=== Как выполнить ===
Повторите без изменений часть отрывка о былинах в Поморье: от слов «К этому можно» до слов «С. И. Дмитриевой.» включительно.

=== Отрывок текста ===

┄┄┄┄┄┄┄┄┄┄

Речь идет, следовательно, о том, что в среде тех поселенцев Поморья, которых С. И. Дмитриева в первой своей книге называла "новгородцами", выделялись древнейшие ("коренные", "высокие") роды, пришедшие на Север ранее основной массы населения. И именно они принесли в Поморье былины. Здесь необходимо осознать, что в этом сообщении С. И. Дмитриевой сопоставляются не выходцы с запада (из Новгородской земли) и с юга (из Ростово-Суздальской Руси, которая к моменту переселения части ее жителей в Поморье уже утратила эпос); нет, оказывается, что и в самой среде переселенцев с запада имелись два различных пласта - древнейший, принесший с собой южнорусские былины, и более поздний, не обладавший этим наследием. Естественно понять это различие именно как различие наиболее ранних ладожских "первопроходцев" и приходивших в Поморье лишь с конца XI века новгородских переселенцев, которые не знали былин,- за исключением собственно новгородских, которые и сложились-то значительно позднее (былины о Садко и Василии Буслаеве). "Коренные", "высокие" роды - это, очевидно, те, которые пришли в самый ранний период из Киева через Ладогу, неся с собой основные былинные богатства.

Итак, в Поморье, на много столетий ставшем заповедным царством русского эпоса, былины пришли из Киева через Ладогу - древнейший северный город. Кстати сказать, движение русских людей из Ладоги в Поморье началось, как это хорошо известно, в самые древние времена.

До прихода туда русских Поморье населяли финские племена. И Т. А. Бернштам напоминает в своей не раз уже цитированной книге, что в Приладожье и Прионежье (то есть в тех местностях, по которым шло переселение русских к северо-востоку) "интенсивные славяно-финские языковые контакты восходят к VIII-Х вв." (с. 219), то есть к собственно "былинной" эпохе.

К этому можно добавить выводы С. И. Дмитриевой, которая, опираясь на скрупулезные исследования М. В. Витова49, пишет, что основные "былинные" места Поморья "были заселены переселенцами с нижней Двины, а последняя составляла область Севера, с древнейших времен заселенную славянами... уже с XI-XII вв. здесь были славянские поселения, тогда как связи славян с этими землями завязались значительно раньше" (указ. соч., с. 51-52), то есть уже в VIII-Х вв., о чем пишет и Т. А. Бернштам.

Итак, былины пришли в Поморье уже к XI веку и с тех пор хранились в памяти прежде всего тех "высоких", "коренных" поморских родов, о которых столь интересно говорится в новейшей книге С. И. Дмитриевой.

Может показаться даже и неправдоподобным такое долгое - почти тысячелетнее - сохранение эпической памяти в Поморье. Однако речь ведь идет, говоря точно, о - не меньше, но и не больше! - тридцати человеческих поколениях, а если учесть, что каждые три поколения (дед-отец-внук), как правило, непосредственно знают друг друга и, следовательно, составляют единое, нераздельное звено в исторической цепи, то "передача" памяти должна была совершиться через посредство всего лишь десяти таких звеньев ("замыкающий" звено внук передавал память своему сыну, "открывающему" следующее тройственное звено).

Разумеется, эта устойчивая передача памяти опиралась на определенные подкрепляющие стимулы, которые имели уже не личный или семейно-родовой, а гораздо более широкий, в конечном счете народный характер. Существуют давние (еще с середины XIX века) и разнообразные попытки объяснения устойчивости бытия эпоса в Поморье; обзор этих объяснений см., например, в изданной в 1966 году и не раз уже упомянутой книге А. М. Астаховой "Былины. Итоги и проблемы изучения" (с. 227-231).

┄┄┄┄┄┄┄┄┄┄

Описания областей на естественном языке
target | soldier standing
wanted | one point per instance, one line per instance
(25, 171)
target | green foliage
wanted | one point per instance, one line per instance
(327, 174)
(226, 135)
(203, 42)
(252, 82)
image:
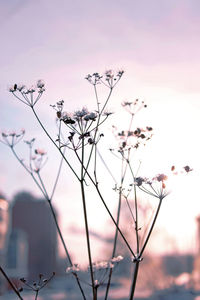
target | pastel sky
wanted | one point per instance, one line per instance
(157, 44)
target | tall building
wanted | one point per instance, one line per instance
(4, 235)
(33, 229)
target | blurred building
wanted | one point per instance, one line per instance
(33, 242)
(4, 234)
(196, 271)
(17, 255)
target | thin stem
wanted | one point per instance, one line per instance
(10, 282)
(97, 126)
(57, 177)
(136, 220)
(36, 294)
(115, 243)
(151, 229)
(122, 235)
(44, 129)
(102, 199)
(135, 274)
(59, 232)
(45, 194)
(86, 221)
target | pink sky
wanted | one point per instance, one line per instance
(158, 45)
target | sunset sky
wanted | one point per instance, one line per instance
(157, 43)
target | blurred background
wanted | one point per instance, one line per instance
(157, 44)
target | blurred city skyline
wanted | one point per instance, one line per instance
(157, 44)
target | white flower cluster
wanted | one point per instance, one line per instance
(73, 269)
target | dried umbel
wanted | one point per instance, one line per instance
(28, 96)
(36, 286)
(12, 138)
(109, 78)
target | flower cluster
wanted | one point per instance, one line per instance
(155, 187)
(36, 286)
(37, 157)
(134, 106)
(38, 160)
(12, 138)
(109, 78)
(132, 139)
(28, 96)
(80, 124)
(73, 269)
(101, 269)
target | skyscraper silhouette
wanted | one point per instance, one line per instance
(33, 216)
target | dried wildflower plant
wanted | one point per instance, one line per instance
(80, 132)
(36, 286)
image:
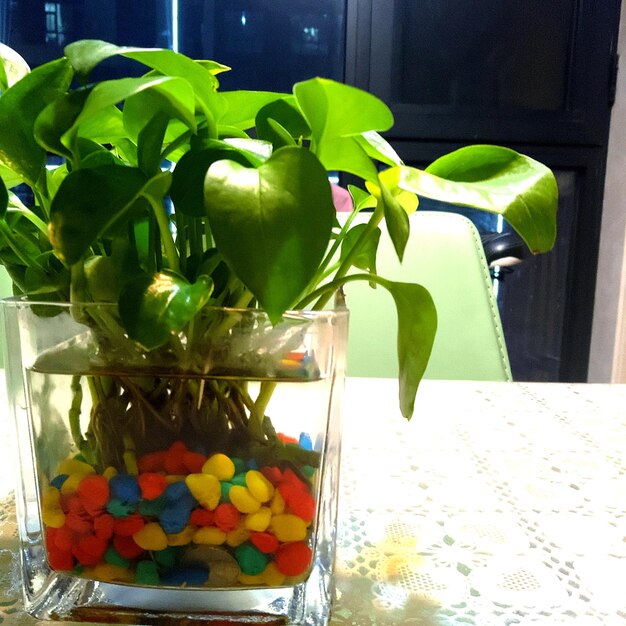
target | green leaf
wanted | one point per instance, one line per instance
(188, 177)
(498, 180)
(88, 203)
(153, 307)
(366, 259)
(149, 144)
(19, 108)
(417, 325)
(272, 224)
(242, 107)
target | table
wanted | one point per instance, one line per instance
(498, 504)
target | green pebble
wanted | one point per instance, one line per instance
(152, 508)
(113, 557)
(225, 486)
(147, 573)
(251, 561)
(167, 558)
(117, 508)
(240, 465)
(239, 479)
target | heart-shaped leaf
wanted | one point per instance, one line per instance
(153, 307)
(272, 224)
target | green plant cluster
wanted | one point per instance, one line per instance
(171, 194)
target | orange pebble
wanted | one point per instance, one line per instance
(151, 484)
(293, 559)
(193, 462)
(227, 517)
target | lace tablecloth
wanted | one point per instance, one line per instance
(499, 504)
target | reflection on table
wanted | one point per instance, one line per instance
(498, 504)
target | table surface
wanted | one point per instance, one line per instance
(498, 504)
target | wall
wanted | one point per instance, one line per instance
(607, 362)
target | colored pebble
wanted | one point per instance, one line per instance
(206, 489)
(220, 466)
(113, 557)
(259, 520)
(227, 517)
(75, 466)
(260, 487)
(186, 576)
(151, 537)
(151, 485)
(251, 560)
(147, 573)
(209, 535)
(293, 559)
(117, 508)
(288, 527)
(58, 480)
(265, 542)
(125, 488)
(243, 499)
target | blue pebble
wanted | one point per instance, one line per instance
(174, 519)
(305, 441)
(185, 576)
(178, 494)
(58, 481)
(125, 488)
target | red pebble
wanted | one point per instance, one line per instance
(127, 526)
(293, 559)
(89, 550)
(151, 484)
(174, 463)
(153, 462)
(264, 542)
(193, 462)
(103, 526)
(93, 490)
(127, 547)
(202, 517)
(227, 517)
(80, 523)
(286, 438)
(64, 538)
(273, 474)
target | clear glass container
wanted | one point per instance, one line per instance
(196, 480)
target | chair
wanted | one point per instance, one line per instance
(444, 253)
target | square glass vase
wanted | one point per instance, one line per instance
(196, 480)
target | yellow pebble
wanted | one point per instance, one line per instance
(277, 504)
(151, 537)
(51, 512)
(243, 500)
(205, 488)
(220, 466)
(261, 488)
(236, 537)
(74, 466)
(210, 536)
(130, 462)
(182, 538)
(288, 527)
(272, 576)
(109, 472)
(70, 484)
(259, 520)
(109, 572)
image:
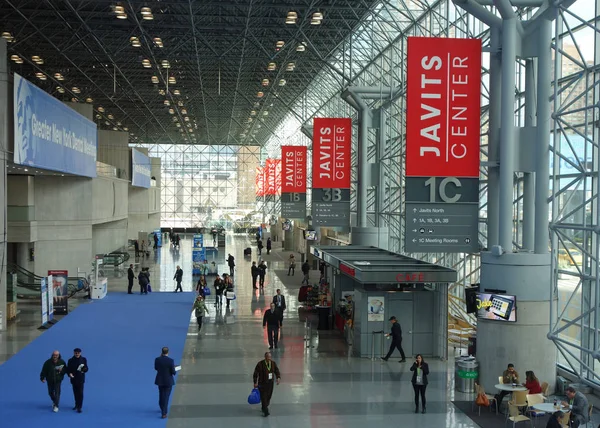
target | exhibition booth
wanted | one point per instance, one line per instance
(369, 285)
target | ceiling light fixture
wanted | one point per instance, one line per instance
(147, 14)
(317, 18)
(291, 17)
(6, 35)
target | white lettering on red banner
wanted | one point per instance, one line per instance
(331, 153)
(443, 107)
(293, 160)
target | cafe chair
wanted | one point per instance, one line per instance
(532, 400)
(480, 390)
(515, 417)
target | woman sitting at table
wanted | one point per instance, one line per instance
(556, 420)
(532, 383)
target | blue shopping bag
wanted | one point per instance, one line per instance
(254, 397)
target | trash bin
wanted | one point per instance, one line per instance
(466, 374)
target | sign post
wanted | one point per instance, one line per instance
(331, 172)
(442, 145)
(293, 182)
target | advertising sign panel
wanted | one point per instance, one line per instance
(332, 141)
(331, 168)
(444, 98)
(293, 179)
(60, 290)
(260, 182)
(140, 169)
(49, 134)
(442, 144)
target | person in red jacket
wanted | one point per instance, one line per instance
(532, 383)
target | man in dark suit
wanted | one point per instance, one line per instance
(130, 278)
(280, 306)
(77, 368)
(396, 340)
(178, 278)
(165, 370)
(272, 320)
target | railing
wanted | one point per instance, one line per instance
(373, 335)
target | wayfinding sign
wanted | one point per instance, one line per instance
(293, 182)
(331, 172)
(442, 145)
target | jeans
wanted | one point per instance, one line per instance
(273, 334)
(54, 392)
(420, 390)
(163, 398)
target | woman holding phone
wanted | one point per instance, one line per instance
(420, 371)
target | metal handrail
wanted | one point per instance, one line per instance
(373, 343)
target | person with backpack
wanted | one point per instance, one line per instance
(269, 245)
(143, 280)
(199, 310)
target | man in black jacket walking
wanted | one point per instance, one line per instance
(77, 368)
(53, 373)
(272, 320)
(178, 277)
(130, 278)
(396, 340)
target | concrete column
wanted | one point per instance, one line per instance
(499, 343)
(6, 131)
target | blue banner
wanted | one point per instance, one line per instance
(51, 135)
(140, 169)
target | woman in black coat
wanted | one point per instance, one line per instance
(555, 420)
(420, 371)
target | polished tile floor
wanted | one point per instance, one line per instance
(322, 386)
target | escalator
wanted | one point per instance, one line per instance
(28, 284)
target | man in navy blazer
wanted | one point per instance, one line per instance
(165, 370)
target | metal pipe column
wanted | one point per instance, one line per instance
(493, 136)
(507, 133)
(542, 166)
(362, 166)
(528, 177)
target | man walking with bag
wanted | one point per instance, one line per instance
(265, 375)
(77, 368)
(165, 370)
(178, 277)
(396, 340)
(53, 373)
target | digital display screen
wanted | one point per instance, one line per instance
(497, 307)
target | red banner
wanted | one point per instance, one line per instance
(444, 103)
(272, 171)
(332, 139)
(293, 174)
(260, 181)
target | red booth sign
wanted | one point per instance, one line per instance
(293, 173)
(332, 139)
(444, 101)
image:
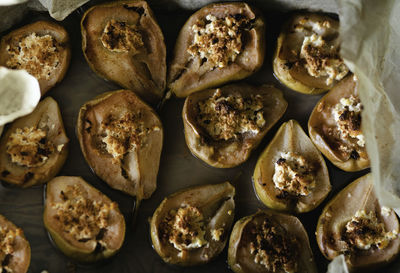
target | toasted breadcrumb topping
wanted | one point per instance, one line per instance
(38, 55)
(227, 117)
(120, 37)
(218, 40)
(29, 147)
(123, 134)
(7, 244)
(274, 248)
(364, 231)
(82, 218)
(294, 174)
(321, 57)
(184, 228)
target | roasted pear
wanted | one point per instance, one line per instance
(223, 125)
(335, 127)
(191, 227)
(219, 43)
(122, 42)
(84, 223)
(41, 48)
(356, 225)
(15, 252)
(270, 242)
(307, 56)
(291, 174)
(34, 148)
(121, 139)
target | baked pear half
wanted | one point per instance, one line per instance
(354, 224)
(121, 139)
(223, 125)
(269, 241)
(34, 148)
(15, 251)
(335, 127)
(191, 227)
(83, 223)
(307, 57)
(219, 43)
(291, 174)
(41, 48)
(123, 43)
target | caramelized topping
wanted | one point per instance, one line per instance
(7, 244)
(36, 54)
(226, 117)
(120, 37)
(28, 147)
(184, 228)
(218, 40)
(294, 174)
(81, 217)
(320, 56)
(364, 231)
(273, 248)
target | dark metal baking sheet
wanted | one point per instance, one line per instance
(178, 168)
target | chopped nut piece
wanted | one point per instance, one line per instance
(320, 55)
(294, 174)
(184, 228)
(347, 115)
(7, 244)
(219, 40)
(120, 37)
(28, 147)
(226, 117)
(36, 54)
(81, 217)
(364, 231)
(274, 248)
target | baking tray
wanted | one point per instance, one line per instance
(178, 167)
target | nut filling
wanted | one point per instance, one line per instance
(318, 53)
(294, 174)
(120, 37)
(38, 55)
(81, 217)
(364, 231)
(218, 41)
(185, 228)
(273, 248)
(7, 243)
(29, 147)
(227, 117)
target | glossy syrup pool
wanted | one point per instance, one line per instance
(178, 168)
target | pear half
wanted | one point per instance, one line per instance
(290, 138)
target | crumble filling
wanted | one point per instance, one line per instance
(120, 37)
(38, 55)
(29, 147)
(227, 117)
(218, 40)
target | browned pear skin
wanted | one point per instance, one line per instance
(84, 252)
(143, 71)
(217, 205)
(48, 117)
(185, 77)
(146, 159)
(228, 154)
(358, 195)
(18, 262)
(290, 138)
(322, 118)
(241, 260)
(41, 28)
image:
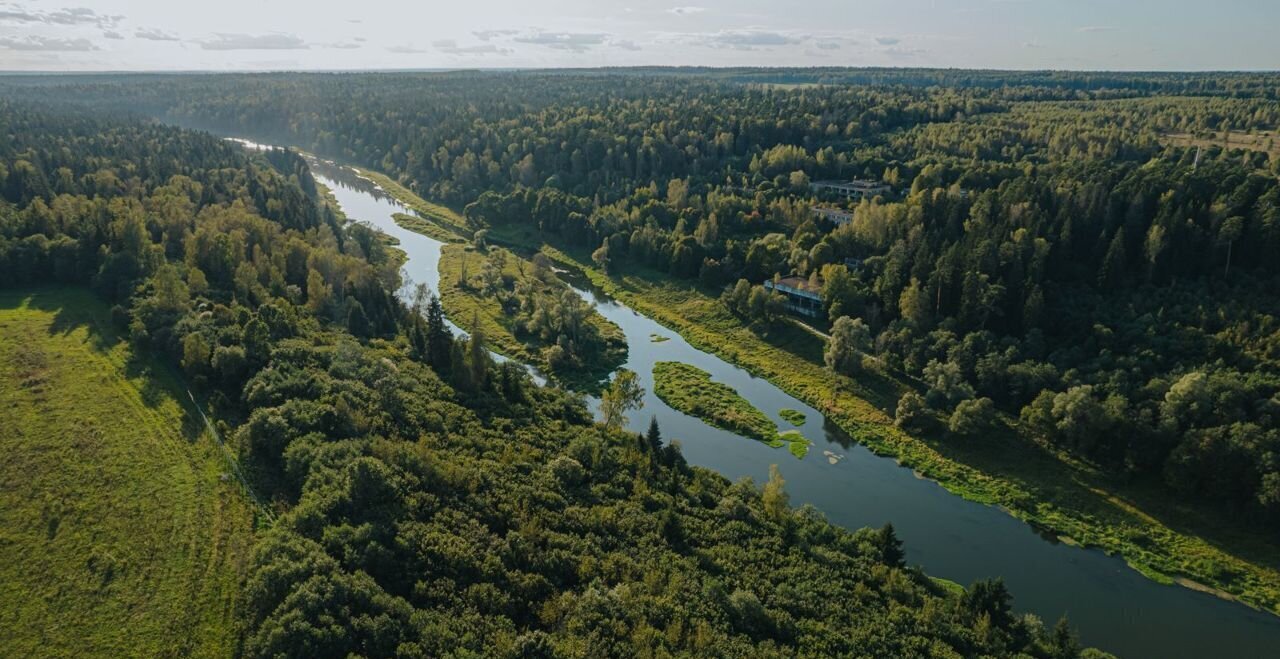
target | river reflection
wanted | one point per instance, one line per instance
(1114, 607)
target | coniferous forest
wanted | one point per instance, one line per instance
(1080, 265)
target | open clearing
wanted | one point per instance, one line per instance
(120, 534)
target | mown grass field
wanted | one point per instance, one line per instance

┄┄┄┄┄┄┄┄┄┄

=== Результат ===
К этому можно добавить выводы С. И. Дмитриевой, которая, опираясь на скрупулезные исследования М. В. Витова49, пишет, что основные "былинные" места Поморья "были заселены переселенцами с нижней Двины, а последняя составляла область Севера, с древнейших времен заселенную славянами... уже с XI-XII вв. здесь были славянские поселения, тогда как связи славян с этими землями завязались значительно раньше" (указ. соч., с. 51-52), то есть уже в VIII-Х вв., о чем пишет и Т. А. Бернштам.

Итак, былины пришли в Поморье уже к XI веку и с тех пор хранились в памяти прежде всего тех "высоких", "коренных" поморских родов, о которых столь интересно говорится в новейшей книге С. И. Дмитриевой.